■ Using the information ■
[1] Answer these questions from the velomobile text, one answer per line:
(a) How much does the eWAW weigh with its motor and battery?
(b) About how many velomobiles fit in the parking space a car needs?
(c) What is the power rating of the eWAW's motor?
[2] Using the velomobile text, explain in one to three sentences why a velomobile needs no heater in cold weather.
[3] Continue the velomobile text from its final sentence.

(Beginning of Excerpted text)

Velomobiles are difficult to get up to speed. Stop and go driving is far from fun. But the problem vanishes with electric assist plus, in stop and go riding you can recover much of that energy using regenerative braking.3
Properly executed they offer some protection from the elements and storage space for a few grocery bags. In cold weather you don't need a heater because you're pedaling away at with about 300 watts of waste heat (a human pedaling a bike is about 75% efficient) - more than enough to heat a small enclosed volume. In the Summer you can use the motor more and open the lid. And you can run on the order of a hundred of them with the same amount of energy your family car needs. It would place a very small load on the grid... so low that no changes would be required.
There are issues with infrastructure as they're larger than bikes. You're not going to sling one over your shoulder and carry it up to the office. It may be they're more useful for longer commutes and suburban use. You can fit about six of them in the parking space necessary for a car. Currently non-electricxs are handmade and go from $5,000 to $12,000 - about the price of a high end road bike. In moderate production that could quickly drop below $4,000 even with electric assist.
The most interesting e-velomobile I've seen is the eWAW from a small company in Belgium. It has a carbon fiber roll cage/frame, very light weight (33 kg with motor and battery) and a very low center of gravity for cornering and stability. It has a tiny 250 watt motor and a lithium ion battery about three times as big as what's in your laptop. It will go nearly 100 miles on just battery power. All of these numbers could be improved, but it's quite impressive as is.. Improving the breed would be a great project for a mechanical engineering class. Back of the envelopes suggest it could be very safe under 30 mph assuming calmed traffic - potentially safer than a conventional bike.
It wouldn't be the best first for all areas .. nothing is. The US is particularly unfriendly to cycling, but I wonder how this would work in the many cities with populations under 100,000 that often have large areas with 25 or 30 mph speed limits?

(End of Excerpted text)
(Beginning of Supplied material)

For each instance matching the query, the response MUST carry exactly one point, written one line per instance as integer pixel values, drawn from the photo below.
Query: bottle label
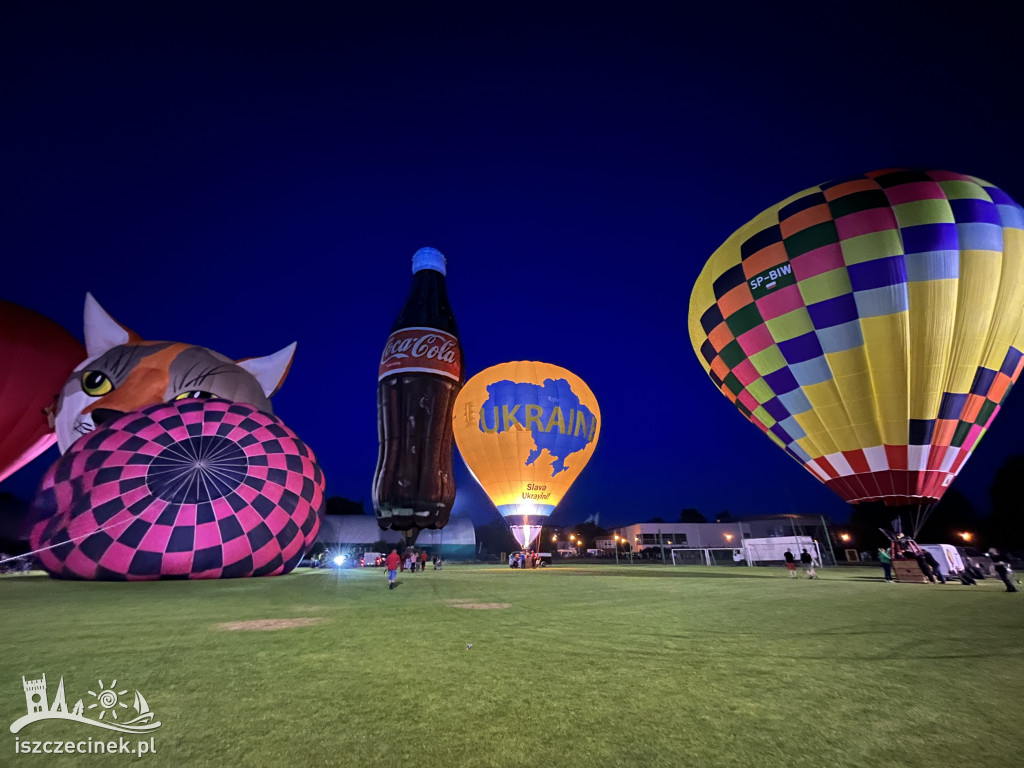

(End of Supplied material)

■ Responses for each task ■
[1]
(a) 33 kg
(b) About six
(c) 250 watts

[2] The rider pedals with about 300 watts of waste heat, because a human pedaling a bike is about 75% efficient. That is more than enough to heat a small enclosed volume.

[3]
Cities are beginning to realize curbspace is some of their most important real estate and I think part of the mix to deal with traffic in the future is to take into account the area a vehicle takes up when figuring out how to charge for road and parking use. Bicycles are set to capitalize on this. I'd had discussions with two cities in the EU that are thinking in terms of banning cars from city centers and relying on bikes, and in one case, velomobiles, as important elements of access. It is likely the future will not play out as tech writers suggest it will.
1 She isn't an ideal case.. she's very tall and the bicycle had upright handlebars giving her a lot of projected surface area. Here's an earlier bit on bike efficiency.
2 The coefficient of drag or Cd multiplied by the area facing the oncoming air. On a bike the Cd is 0.8 to 1.0 and the area is about a square meter. On a velomobile the Cd is generally under 0.15 and the projected area is about a third of a square meter. You can push much lower.. the human powered land speed record car - the Canadian Eta - has a Cd of 0.03 and an non athlete could easily power it to normal legal highway speeds in the US. I wrote about it earlier.
3 Turn the motor into a generator slowing you down and charging your battery.